Written exercise | Return the material below in full and exactly.

(Items from a data source)
----

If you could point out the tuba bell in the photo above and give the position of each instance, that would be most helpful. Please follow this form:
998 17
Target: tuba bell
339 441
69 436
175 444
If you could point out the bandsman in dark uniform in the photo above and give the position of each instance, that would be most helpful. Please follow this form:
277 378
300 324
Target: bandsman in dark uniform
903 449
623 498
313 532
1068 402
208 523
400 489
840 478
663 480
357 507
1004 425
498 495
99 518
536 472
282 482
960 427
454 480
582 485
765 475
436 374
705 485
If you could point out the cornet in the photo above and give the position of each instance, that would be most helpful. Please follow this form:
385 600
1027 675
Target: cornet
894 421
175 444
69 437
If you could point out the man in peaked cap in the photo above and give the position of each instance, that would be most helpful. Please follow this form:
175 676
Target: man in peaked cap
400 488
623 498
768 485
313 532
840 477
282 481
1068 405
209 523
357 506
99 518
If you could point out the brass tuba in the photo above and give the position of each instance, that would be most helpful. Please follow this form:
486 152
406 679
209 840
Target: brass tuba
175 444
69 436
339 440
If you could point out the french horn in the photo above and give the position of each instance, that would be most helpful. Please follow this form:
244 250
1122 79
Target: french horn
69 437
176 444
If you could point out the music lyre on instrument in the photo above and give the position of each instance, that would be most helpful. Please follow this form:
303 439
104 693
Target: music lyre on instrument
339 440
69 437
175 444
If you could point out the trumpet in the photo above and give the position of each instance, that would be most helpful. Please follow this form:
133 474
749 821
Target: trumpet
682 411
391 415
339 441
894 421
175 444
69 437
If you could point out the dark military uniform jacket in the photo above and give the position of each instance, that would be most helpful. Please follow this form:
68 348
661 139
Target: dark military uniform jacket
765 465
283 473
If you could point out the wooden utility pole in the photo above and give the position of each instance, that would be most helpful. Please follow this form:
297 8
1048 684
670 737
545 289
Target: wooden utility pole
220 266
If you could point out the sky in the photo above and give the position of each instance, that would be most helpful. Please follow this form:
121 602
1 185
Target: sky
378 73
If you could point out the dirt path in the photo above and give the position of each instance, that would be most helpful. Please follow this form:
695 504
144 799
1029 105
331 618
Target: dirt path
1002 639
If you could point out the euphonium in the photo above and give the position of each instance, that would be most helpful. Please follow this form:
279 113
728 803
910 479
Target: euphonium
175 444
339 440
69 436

----

Task output |
If you could point out the tuba bell in the photo above and give the position of each instance, that would be most helpful. Please follow this form:
998 17
Target: tuba bell
339 441
69 436
175 444
If you could point out the bandsman in dark uniform in the photo above and give the position of each instance, that would be most helpful. Please follow this form:
277 378
300 324
Target: bandsman in dark uniform
903 449
623 498
313 532
1068 402
208 523
400 489
840 478
663 480
357 507
1004 425
498 495
99 518
536 472
282 482
960 427
454 480
582 485
765 475
436 374
705 485
If you could point out the cornet in the photo above and give the position of each instance, that would be most helpful. Please follow this form:
385 600
1027 675
Target: cornet
894 421
175 444
69 437
If you could point out the man in peaked cap in the photo above and give the position of each instance, that would be most helpful. Please follow this form:
175 676
Target: man in peaked cap
400 488
623 498
768 485
313 532
840 477
282 481
1068 405
209 523
357 506
99 518
If you could point out the brass tuba in the photo above and give the position of each instance, that would be most helpful. Please follow this form:
486 152
406 679
209 840
Target: brass tuba
175 444
69 436
339 440
If you could point out the french horn in the photo above and give the position of each instance, that would be most helpful. Please follow this form:
244 250
1122 79
Target: french horn
69 437
176 444
If you could point out the music lyre on instrument in the photo above and give the position of each instance, that would be most helpful. Please follow this form:
303 439
104 693
Target: music lyre on instrument
339 440
69 437
175 444
If you could point out the trumpet in the photo above and give the position of each instance, that would be most helpful. Please follow this form:
133 474
749 821
Target: trumpet
682 411
391 415
339 441
894 421
175 444
69 437
If you could point out the dark military uniform jacket in the photo above and give the position of each instance, that would be most helpful. Please follow this form:
68 348
661 139
Target: dark military uniform jacket
765 465
283 473
If you could point out the wooden utility pole in the photo above and give the position of each instance, that would be most helpful. Please follow this form:
297 8
1048 684
670 737
545 289
Target: wooden utility pole
220 266
If you could point out the sky in the photo above and give the position of each instance, that would be most helpful. Please follow this form:
121 602
1 185
Target: sky
378 73
If you could point out the dirt path in the photo above and give the position of each instance, that would be most helpful. Please follow this form:
695 504
144 799
1029 105
331 618
Target: dirt path
1002 639
If you could point out the euphonium in the photo above and give the position of each instance, that would be most helpful. Please follow this form:
279 113
728 803
910 479
Target: euphonium
175 444
339 440
69 436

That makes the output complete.